Compiti richiesti:
a – Nella discussione su grubeditor, in quale linguaggio è scritto lo script?
b – Riporta dalla discussione su grubeditor il passo compreso tra "Ho creato questo" e "bachi e incorrettezze...", estremi inclusi.
━━━ Estratto fornito
# [DEVEL] grubeditor: editare grub.conf da shell

## Cagnulein

grubbeditor

Ho creato questo scriptino in python per mettere a chiunque e con facilità di editare il proprio grub.conf direttamente da shell senza bisogno di editare il file ogni volta.

Spero vi sia utile. Ricordate che è una test version e che quindi potrebbe avere parecchi bachi e incorrettezze...

Comunque ho fatto in modo che venga creata sempre una copia di backuo del file originale visto che vado attorno a dati sensibili  :Smile: 

fatemi sapere...

P.S. il codice è ancora sporco, ma la fase di ottimizzazione verrà più avanti  :Smile: 

----------

## alex4988

il codice è invisibile??

----------

## oRDeX

penso si usi telepaticamente..

----------

## Cagnulein

codice? il codice sorgente è in python....spiegati meglio..

----------

## randomaze

 *oRDeX wrote:*   

> penso si usi telepaticamente..

 

 :Question: 

Segui il link e arrivi a un post internazionale dove c'é l'archivio....

----------

## Cagnulein

 *randomaze wrote:*   

> Segui il link e arrivi a un post internazionale dove c'é l'archivio....

 

hah grazie   :Rolling Eyes: 

----------

## fedeliallalinea

Messo nei post utilissimi

----------

## Cagnulein

che emozione   :Embarassed:   :Laughing: 

grazie  :Wink: 

cmq vi ricordo che è ancora in versione test  :Smile: 

----------
━━━━━━
━━━ Dati forniti
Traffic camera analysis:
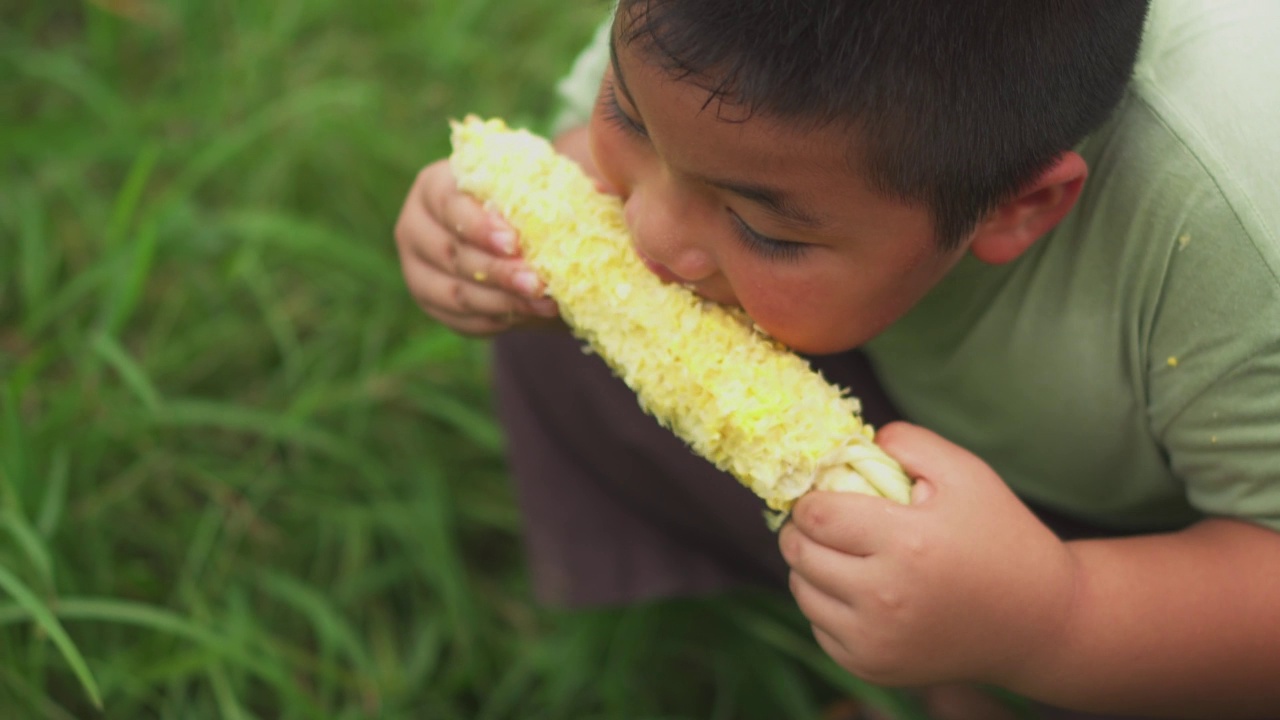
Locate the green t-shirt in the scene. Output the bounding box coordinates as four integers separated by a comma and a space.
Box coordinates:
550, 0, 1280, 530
━━━━━━
━━━ Dati forniti
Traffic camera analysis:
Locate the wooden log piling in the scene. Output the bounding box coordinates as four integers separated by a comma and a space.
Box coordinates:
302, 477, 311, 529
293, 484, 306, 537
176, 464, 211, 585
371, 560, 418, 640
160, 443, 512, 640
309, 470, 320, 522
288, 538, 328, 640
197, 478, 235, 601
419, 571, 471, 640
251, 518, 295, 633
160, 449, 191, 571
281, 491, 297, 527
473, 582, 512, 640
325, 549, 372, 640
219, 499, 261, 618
━━━━━━
Risposte:
a – In Python.

b –
Ho creato questo scriptino in python per mettere a chiunque e con facilità di editare il proprio grub.conf direttamente da shell senza bisogno di editare il file ogni volta.

Spero vi sia utile. Ricordate che è una test version e che quindi potrebbe avere parecchi bachi e incorrettezze...